§ **DATA**
..............................
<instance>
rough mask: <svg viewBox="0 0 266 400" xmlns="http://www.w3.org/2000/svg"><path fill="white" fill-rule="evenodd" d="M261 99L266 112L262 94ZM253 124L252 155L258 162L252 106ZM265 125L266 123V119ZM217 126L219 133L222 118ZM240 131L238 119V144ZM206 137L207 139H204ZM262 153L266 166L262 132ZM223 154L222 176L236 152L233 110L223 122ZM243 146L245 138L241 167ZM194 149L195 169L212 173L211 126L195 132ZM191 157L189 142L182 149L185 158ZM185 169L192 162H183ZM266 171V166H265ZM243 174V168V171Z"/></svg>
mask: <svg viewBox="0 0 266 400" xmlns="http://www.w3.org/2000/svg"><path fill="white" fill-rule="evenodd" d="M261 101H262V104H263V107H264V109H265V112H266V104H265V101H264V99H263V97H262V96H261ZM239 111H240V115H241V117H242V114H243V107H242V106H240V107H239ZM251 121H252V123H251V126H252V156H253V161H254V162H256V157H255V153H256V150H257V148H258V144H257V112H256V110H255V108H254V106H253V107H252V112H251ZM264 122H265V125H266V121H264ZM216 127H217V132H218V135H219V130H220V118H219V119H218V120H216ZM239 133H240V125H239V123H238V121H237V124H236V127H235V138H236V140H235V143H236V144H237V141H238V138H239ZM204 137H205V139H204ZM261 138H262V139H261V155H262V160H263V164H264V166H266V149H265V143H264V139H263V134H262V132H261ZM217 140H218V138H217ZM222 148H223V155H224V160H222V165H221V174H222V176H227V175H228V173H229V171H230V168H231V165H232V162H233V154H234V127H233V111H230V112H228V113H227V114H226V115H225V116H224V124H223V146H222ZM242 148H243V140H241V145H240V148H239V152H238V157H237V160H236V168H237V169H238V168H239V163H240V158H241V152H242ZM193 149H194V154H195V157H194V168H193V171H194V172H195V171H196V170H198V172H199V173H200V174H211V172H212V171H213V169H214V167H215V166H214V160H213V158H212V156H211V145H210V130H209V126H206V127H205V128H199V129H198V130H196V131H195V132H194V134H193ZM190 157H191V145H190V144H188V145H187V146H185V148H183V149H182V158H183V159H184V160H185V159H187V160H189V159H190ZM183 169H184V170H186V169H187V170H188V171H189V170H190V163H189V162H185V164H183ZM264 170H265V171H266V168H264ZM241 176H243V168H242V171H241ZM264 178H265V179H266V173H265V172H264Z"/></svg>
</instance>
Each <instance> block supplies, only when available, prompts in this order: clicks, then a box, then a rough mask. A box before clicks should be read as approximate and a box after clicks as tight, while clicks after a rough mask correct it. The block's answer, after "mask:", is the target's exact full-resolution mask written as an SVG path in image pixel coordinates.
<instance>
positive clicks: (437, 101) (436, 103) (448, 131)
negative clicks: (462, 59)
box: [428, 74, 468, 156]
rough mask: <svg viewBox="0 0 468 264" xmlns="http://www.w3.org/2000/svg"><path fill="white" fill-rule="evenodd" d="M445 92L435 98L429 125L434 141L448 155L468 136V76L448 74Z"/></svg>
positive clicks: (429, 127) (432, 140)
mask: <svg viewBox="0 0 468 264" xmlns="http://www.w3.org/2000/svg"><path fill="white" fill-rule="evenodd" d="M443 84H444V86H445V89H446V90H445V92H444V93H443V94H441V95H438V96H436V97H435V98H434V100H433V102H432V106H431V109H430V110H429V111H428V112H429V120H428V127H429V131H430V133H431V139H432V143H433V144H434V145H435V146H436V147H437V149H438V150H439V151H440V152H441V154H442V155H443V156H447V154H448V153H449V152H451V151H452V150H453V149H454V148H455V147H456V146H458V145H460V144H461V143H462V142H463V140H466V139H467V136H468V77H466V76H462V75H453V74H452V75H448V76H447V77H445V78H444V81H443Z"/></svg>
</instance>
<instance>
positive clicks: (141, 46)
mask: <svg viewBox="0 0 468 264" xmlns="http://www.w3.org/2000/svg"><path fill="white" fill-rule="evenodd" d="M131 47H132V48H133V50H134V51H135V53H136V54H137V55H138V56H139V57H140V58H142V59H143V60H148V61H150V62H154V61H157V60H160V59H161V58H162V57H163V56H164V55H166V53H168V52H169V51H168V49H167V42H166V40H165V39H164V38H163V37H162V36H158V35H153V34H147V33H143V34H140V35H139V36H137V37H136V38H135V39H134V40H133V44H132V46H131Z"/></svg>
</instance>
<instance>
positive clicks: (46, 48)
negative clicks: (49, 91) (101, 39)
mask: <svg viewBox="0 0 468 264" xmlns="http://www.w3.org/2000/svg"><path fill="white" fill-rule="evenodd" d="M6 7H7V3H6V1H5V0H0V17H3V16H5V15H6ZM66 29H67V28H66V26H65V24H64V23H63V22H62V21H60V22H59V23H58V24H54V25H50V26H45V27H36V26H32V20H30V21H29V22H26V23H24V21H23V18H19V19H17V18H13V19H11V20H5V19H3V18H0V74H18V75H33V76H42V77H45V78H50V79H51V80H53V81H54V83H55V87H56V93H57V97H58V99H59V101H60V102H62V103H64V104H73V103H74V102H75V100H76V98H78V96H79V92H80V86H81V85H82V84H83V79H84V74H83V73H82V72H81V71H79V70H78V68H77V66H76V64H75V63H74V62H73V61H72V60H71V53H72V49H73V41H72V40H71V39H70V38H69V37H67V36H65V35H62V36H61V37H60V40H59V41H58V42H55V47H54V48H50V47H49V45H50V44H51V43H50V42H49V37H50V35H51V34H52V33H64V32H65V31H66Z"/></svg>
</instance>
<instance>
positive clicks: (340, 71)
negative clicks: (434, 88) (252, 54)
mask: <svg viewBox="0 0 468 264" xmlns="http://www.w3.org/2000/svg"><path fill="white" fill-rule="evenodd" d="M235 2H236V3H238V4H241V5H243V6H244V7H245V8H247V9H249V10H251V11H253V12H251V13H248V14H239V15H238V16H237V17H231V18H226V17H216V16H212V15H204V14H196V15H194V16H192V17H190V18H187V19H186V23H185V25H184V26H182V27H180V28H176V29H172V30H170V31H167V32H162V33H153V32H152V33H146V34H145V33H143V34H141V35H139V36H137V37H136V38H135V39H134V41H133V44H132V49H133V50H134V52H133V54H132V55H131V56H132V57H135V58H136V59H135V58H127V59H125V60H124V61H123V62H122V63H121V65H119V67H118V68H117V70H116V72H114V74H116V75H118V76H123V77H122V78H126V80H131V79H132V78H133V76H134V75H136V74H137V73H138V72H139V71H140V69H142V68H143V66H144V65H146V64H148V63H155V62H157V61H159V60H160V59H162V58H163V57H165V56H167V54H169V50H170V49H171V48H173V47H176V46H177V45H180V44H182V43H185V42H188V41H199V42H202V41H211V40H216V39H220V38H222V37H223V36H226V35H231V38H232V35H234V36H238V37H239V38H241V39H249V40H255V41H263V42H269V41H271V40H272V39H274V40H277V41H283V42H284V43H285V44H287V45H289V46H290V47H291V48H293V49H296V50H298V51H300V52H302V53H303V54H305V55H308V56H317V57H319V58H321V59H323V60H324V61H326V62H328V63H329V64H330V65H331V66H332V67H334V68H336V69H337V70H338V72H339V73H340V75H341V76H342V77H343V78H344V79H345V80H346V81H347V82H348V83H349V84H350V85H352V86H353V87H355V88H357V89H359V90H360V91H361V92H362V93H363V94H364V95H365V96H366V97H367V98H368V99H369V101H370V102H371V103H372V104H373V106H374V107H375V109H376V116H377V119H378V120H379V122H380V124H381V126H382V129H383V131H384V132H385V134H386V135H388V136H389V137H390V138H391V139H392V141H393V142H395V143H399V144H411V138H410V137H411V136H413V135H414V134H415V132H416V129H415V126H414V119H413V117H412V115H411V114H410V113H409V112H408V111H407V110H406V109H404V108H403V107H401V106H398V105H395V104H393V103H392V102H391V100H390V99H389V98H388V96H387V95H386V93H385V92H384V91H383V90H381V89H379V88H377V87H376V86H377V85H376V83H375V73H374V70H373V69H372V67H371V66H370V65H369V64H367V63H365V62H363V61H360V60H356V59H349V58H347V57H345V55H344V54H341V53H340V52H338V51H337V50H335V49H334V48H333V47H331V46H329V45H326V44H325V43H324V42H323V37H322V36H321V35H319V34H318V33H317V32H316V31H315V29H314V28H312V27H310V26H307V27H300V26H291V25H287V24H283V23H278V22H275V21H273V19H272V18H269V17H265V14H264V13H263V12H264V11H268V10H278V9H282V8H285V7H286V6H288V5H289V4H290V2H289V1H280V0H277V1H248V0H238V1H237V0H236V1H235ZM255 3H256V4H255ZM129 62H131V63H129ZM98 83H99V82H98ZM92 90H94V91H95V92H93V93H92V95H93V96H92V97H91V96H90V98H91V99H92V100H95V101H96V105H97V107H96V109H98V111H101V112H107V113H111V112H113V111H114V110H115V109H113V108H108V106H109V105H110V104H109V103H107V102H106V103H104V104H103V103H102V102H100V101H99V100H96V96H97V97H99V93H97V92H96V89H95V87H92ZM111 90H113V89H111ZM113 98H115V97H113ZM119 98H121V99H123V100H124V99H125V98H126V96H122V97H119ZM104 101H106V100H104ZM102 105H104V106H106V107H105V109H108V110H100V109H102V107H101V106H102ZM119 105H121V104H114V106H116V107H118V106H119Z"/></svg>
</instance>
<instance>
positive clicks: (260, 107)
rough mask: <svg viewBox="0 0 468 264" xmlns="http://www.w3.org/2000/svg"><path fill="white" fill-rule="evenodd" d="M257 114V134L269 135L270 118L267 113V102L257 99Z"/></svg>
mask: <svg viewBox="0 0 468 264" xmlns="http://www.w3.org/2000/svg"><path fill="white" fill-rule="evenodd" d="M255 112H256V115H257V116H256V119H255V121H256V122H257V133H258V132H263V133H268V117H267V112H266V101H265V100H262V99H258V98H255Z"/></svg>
..............................
§ **YOUR OBJECTIVE**
In the data above, which lines lie between the line with "box: [428, 74, 468, 156]" and the line with "positive clicks: (340, 71)", inclusive? Print those lines exactly and nothing else.

§ **OUTPUT OF THE EXERCISE**
box: [428, 74, 468, 156]
rough mask: <svg viewBox="0 0 468 264" xmlns="http://www.w3.org/2000/svg"><path fill="white" fill-rule="evenodd" d="M445 92L435 98L429 125L434 141L448 155L468 136V76L448 74Z"/></svg>
positive clicks: (429, 127) (432, 140)
mask: <svg viewBox="0 0 468 264" xmlns="http://www.w3.org/2000/svg"><path fill="white" fill-rule="evenodd" d="M443 84H444V86H445V89H446V90H445V92H444V93H443V94H441V95H438V96H436V97H435V98H434V100H433V102H432V106H431V109H430V110H429V111H428V112H429V120H428V127H429V131H430V133H431V139H432V143H433V144H434V145H435V146H436V147H437V149H438V150H439V151H440V152H441V154H442V155H443V156H447V154H448V153H449V152H451V151H452V150H453V149H454V148H455V147H456V146H458V145H460V144H461V143H462V142H463V140H466V139H467V136H468V77H466V76H462V75H453V74H452V75H448V76H447V77H445V78H444V81H443Z"/></svg>
</instance>
<instance>
positive clicks: (141, 46)
mask: <svg viewBox="0 0 468 264" xmlns="http://www.w3.org/2000/svg"><path fill="white" fill-rule="evenodd" d="M131 47H132V48H133V50H134V51H135V53H136V54H137V55H138V56H139V57H140V58H142V59H143V60H148V61H150V62H154V61H157V60H160V59H161V58H162V57H163V56H164V55H166V53H168V52H169V51H168V49H167V42H166V40H165V39H164V38H163V37H162V36H158V35H153V34H147V33H143V34H140V35H139V36H137V37H136V38H135V39H134V40H133V44H132V46H131Z"/></svg>
</instance>
<instance>
positive clicks: (46, 48)
negative clicks: (49, 91) (101, 39)
mask: <svg viewBox="0 0 468 264" xmlns="http://www.w3.org/2000/svg"><path fill="white" fill-rule="evenodd" d="M6 7H7V3H6V1H5V0H0V17H3V16H5V15H6ZM66 29H67V28H66V26H65V24H64V23H63V22H62V21H60V22H59V23H58V24H54V25H50V26H45V27H36V26H32V20H30V21H29V22H26V23H24V21H23V18H19V19H17V18H13V19H11V20H5V19H3V18H0V74H18V75H33V76H42V77H45V78H50V79H51V80H53V81H54V83H55V87H56V93H57V97H58V99H59V101H60V102H62V103H64V104H73V103H74V102H75V100H76V98H78V96H79V92H80V86H81V85H82V84H83V79H84V74H83V73H82V72H81V71H79V70H78V68H77V66H76V64H75V63H74V62H73V61H72V60H71V53H72V49H73V41H72V40H71V39H70V38H69V37H67V36H65V35H62V36H61V37H60V40H59V41H58V42H55V47H54V48H50V47H49V45H50V44H51V43H50V42H49V37H50V35H51V34H52V33H64V32H65V31H66Z"/></svg>
</instance>
<instance>
positive clicks: (340, 71)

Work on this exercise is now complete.